WORK ORDER
Reproduce the records below exactly, with nothing altered.

··········

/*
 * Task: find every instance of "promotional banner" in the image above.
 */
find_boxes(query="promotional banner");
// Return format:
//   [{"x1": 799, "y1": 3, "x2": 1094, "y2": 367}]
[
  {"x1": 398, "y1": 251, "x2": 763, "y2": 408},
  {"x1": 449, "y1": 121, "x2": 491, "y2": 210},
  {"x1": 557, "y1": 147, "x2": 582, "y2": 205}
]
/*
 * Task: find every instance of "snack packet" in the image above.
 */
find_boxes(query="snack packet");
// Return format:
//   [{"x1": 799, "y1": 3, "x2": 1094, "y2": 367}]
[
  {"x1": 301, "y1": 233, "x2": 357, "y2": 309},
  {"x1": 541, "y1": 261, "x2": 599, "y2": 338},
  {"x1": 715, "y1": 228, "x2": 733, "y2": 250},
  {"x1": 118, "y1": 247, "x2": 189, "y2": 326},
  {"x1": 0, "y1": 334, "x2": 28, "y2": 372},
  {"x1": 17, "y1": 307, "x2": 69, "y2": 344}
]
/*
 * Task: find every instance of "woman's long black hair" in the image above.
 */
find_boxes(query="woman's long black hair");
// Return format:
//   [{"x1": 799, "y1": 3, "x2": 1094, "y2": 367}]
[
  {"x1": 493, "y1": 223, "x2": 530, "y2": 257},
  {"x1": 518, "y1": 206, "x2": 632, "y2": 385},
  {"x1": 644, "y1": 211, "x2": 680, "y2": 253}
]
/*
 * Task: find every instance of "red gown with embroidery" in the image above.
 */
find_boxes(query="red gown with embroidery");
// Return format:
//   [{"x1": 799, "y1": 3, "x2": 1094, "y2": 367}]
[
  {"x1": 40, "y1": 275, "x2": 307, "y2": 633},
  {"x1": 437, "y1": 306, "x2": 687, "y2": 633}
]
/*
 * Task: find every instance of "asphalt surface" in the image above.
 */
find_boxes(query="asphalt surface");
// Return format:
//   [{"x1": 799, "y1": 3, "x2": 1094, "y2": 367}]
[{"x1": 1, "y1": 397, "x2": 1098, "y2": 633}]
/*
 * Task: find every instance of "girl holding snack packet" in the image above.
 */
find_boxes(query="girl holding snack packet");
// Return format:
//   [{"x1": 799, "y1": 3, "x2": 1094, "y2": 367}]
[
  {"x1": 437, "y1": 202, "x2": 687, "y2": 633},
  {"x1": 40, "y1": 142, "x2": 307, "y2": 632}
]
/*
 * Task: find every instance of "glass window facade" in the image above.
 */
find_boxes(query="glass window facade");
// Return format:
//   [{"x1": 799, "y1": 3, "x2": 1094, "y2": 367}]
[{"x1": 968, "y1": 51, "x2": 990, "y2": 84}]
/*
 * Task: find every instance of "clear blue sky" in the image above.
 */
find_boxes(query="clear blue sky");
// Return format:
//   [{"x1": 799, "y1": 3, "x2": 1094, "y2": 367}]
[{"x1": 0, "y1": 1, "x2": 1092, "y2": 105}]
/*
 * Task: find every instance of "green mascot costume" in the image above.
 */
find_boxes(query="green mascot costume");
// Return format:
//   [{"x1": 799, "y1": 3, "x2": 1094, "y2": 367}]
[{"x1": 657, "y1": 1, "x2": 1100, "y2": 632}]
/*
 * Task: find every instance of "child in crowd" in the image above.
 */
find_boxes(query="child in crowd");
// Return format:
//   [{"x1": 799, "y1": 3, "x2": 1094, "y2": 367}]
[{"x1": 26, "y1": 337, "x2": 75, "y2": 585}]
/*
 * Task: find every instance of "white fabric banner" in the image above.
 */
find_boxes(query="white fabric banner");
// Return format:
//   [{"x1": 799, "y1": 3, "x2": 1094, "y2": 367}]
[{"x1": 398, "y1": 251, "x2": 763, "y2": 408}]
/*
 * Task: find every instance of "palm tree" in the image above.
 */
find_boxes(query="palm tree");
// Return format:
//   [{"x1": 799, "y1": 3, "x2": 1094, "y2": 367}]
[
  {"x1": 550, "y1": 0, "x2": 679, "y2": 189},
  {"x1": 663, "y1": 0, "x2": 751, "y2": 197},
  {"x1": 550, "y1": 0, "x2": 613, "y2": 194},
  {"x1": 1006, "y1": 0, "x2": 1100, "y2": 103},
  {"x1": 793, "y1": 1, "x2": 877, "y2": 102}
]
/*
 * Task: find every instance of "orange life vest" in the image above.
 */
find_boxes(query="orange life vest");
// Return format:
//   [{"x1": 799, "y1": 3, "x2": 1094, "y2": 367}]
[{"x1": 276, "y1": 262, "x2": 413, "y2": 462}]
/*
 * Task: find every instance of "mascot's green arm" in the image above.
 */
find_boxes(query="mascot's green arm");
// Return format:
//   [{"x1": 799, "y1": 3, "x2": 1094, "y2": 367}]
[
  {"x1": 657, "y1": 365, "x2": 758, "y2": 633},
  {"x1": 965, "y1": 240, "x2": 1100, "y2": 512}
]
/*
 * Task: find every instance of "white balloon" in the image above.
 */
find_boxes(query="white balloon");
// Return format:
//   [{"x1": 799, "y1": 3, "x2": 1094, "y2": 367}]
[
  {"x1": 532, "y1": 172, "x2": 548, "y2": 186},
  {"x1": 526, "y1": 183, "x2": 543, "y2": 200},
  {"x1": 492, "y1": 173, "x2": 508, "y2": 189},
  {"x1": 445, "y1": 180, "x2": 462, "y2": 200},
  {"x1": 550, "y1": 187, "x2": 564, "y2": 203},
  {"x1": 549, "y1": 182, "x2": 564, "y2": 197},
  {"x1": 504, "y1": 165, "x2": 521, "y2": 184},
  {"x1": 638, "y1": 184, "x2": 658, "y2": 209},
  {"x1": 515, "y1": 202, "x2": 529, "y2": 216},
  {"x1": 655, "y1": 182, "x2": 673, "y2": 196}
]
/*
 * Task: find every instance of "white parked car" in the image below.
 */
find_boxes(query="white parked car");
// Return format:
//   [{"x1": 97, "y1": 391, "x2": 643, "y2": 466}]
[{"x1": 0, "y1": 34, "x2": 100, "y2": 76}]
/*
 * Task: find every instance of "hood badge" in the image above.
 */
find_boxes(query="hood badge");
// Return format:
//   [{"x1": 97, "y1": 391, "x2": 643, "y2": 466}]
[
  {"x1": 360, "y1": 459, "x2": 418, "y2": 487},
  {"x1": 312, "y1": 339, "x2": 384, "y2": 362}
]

··········

TASK ANSWER
/*
 * Task: find every instance of "promotional banner" in the image above.
 */
find_boxes(query="promotional banner");
// Return format:
//   [{"x1": 799, "y1": 3, "x2": 1094, "y2": 367}]
[
  {"x1": 398, "y1": 251, "x2": 763, "y2": 408},
  {"x1": 449, "y1": 121, "x2": 491, "y2": 210},
  {"x1": 557, "y1": 147, "x2": 582, "y2": 205}
]
/*
 * Task: find every instance of "snack packet" in the image above.
 */
find_boxes(query="snack packet");
// Return format:
//   [{"x1": 799, "y1": 3, "x2": 1094, "y2": 367}]
[
  {"x1": 301, "y1": 233, "x2": 357, "y2": 309},
  {"x1": 541, "y1": 261, "x2": 599, "y2": 338},
  {"x1": 715, "y1": 228, "x2": 733, "y2": 250},
  {"x1": 118, "y1": 247, "x2": 189, "y2": 326},
  {"x1": 0, "y1": 334, "x2": 28, "y2": 372},
  {"x1": 17, "y1": 307, "x2": 69, "y2": 344}
]
/*
 * Task: find every instance of "woman's long black hair" in the image above.
 */
find_boxes(query="woman's long black hair");
// Return format:
//   [{"x1": 799, "y1": 3, "x2": 1094, "y2": 367}]
[
  {"x1": 493, "y1": 223, "x2": 530, "y2": 257},
  {"x1": 518, "y1": 206, "x2": 632, "y2": 385},
  {"x1": 644, "y1": 211, "x2": 680, "y2": 253}
]
/*
 * Task: find every instance of "red gown with embroidery" in the image above.
 */
find_boxes(query="red gown with embroidery");
// Return format:
//   [{"x1": 799, "y1": 3, "x2": 1094, "y2": 367}]
[
  {"x1": 40, "y1": 275, "x2": 307, "y2": 633},
  {"x1": 437, "y1": 306, "x2": 687, "y2": 633}
]
/*
 * Task: find every instance of "asphalt surface" in the image above.
 */
find_boxes(query="asphalt surface");
// Return format:
//   [{"x1": 799, "y1": 3, "x2": 1094, "y2": 367}]
[{"x1": 1, "y1": 397, "x2": 1098, "y2": 633}]
/*
 * Task: find every instance of "girl holding snack packet" in the image above.
 */
find_boxes(query="girl holding snack packet");
// Return format:
//   [{"x1": 799, "y1": 3, "x2": 1094, "y2": 367}]
[
  {"x1": 437, "y1": 202, "x2": 687, "y2": 633},
  {"x1": 40, "y1": 142, "x2": 307, "y2": 632}
]
/*
 * Task: find every instance of "glass window facade" in the image above.
 */
find_boxes(query="glass window facade");
// Return format:
//   [{"x1": 799, "y1": 3, "x2": 1094, "y2": 367}]
[{"x1": 968, "y1": 51, "x2": 990, "y2": 84}]
/*
 * Task: find every instance of "clear blue sky" in the image above.
 */
find_boxes(query="clear blue sky");
// Return format:
//   [{"x1": 799, "y1": 3, "x2": 1094, "y2": 367}]
[{"x1": 0, "y1": 1, "x2": 1092, "y2": 105}]
/*
 * Task: find every instance of "green mascot costume" in the image above.
 */
find_boxes(query="green mascot costume");
// Return format:
//   [{"x1": 799, "y1": 3, "x2": 1094, "y2": 367}]
[{"x1": 657, "y1": 1, "x2": 1100, "y2": 632}]
/*
 * Task: find every instance of "child in crowd" in the image above.
 */
find_boxes(query="child in crowd");
// Return format:
//   [{"x1": 799, "y1": 3, "x2": 1094, "y2": 367}]
[{"x1": 26, "y1": 337, "x2": 75, "y2": 585}]
/*
 * Task: find every instance of "white fabric banner" in the image above.
 */
find_boxes(query="white fabric banner");
// Return format:
//   [{"x1": 799, "y1": 3, "x2": 1094, "y2": 367}]
[{"x1": 398, "y1": 251, "x2": 763, "y2": 408}]
/*
 * Task: find every instance of "palm tree" in the image above.
 */
find_boxes(query="palm tree");
// Return format:
//   [{"x1": 799, "y1": 3, "x2": 1094, "y2": 367}]
[
  {"x1": 550, "y1": 0, "x2": 679, "y2": 189},
  {"x1": 663, "y1": 0, "x2": 751, "y2": 197},
  {"x1": 550, "y1": 0, "x2": 613, "y2": 194},
  {"x1": 1006, "y1": 0, "x2": 1100, "y2": 103},
  {"x1": 793, "y1": 1, "x2": 877, "y2": 102}
]
/*
 * Task: find every instance of "orange life vest" in the image above.
 */
find_boxes(query="orange life vest");
// Return format:
//   [{"x1": 799, "y1": 3, "x2": 1094, "y2": 367}]
[{"x1": 276, "y1": 262, "x2": 413, "y2": 462}]
/*
 * Task: find every instance of "mascot's green arm" in the image above.
 */
find_boxes(query="mascot's green arm");
// Return format:
//   [{"x1": 799, "y1": 3, "x2": 1094, "y2": 367}]
[
  {"x1": 657, "y1": 365, "x2": 758, "y2": 633},
  {"x1": 965, "y1": 240, "x2": 1100, "y2": 512}
]
/*
 * Task: find every instance of "white balloon" in the image above.
 */
find_boxes(query="white balloon");
// Return format:
//   [{"x1": 799, "y1": 3, "x2": 1094, "y2": 367}]
[
  {"x1": 532, "y1": 172, "x2": 548, "y2": 186},
  {"x1": 526, "y1": 183, "x2": 543, "y2": 200},
  {"x1": 492, "y1": 173, "x2": 508, "y2": 189},
  {"x1": 445, "y1": 180, "x2": 462, "y2": 200},
  {"x1": 550, "y1": 187, "x2": 564, "y2": 203},
  {"x1": 549, "y1": 182, "x2": 564, "y2": 197},
  {"x1": 504, "y1": 165, "x2": 521, "y2": 184},
  {"x1": 638, "y1": 184, "x2": 658, "y2": 209},
  {"x1": 515, "y1": 202, "x2": 529, "y2": 216},
  {"x1": 655, "y1": 182, "x2": 673, "y2": 196}
]
/*
 * Task: find every instance of "white parked car" in the image below.
 */
find_boxes(query="white parked car");
// Return format:
//   [{"x1": 97, "y1": 391, "x2": 643, "y2": 466}]
[{"x1": 0, "y1": 34, "x2": 100, "y2": 76}]
/*
 * Task: find every instance of "hood badge" in the image above.
 */
find_boxes(query="hood badge");
// Return format:
//   [{"x1": 97, "y1": 391, "x2": 643, "y2": 466}]
[
  {"x1": 360, "y1": 459, "x2": 418, "y2": 487},
  {"x1": 312, "y1": 339, "x2": 384, "y2": 362}
]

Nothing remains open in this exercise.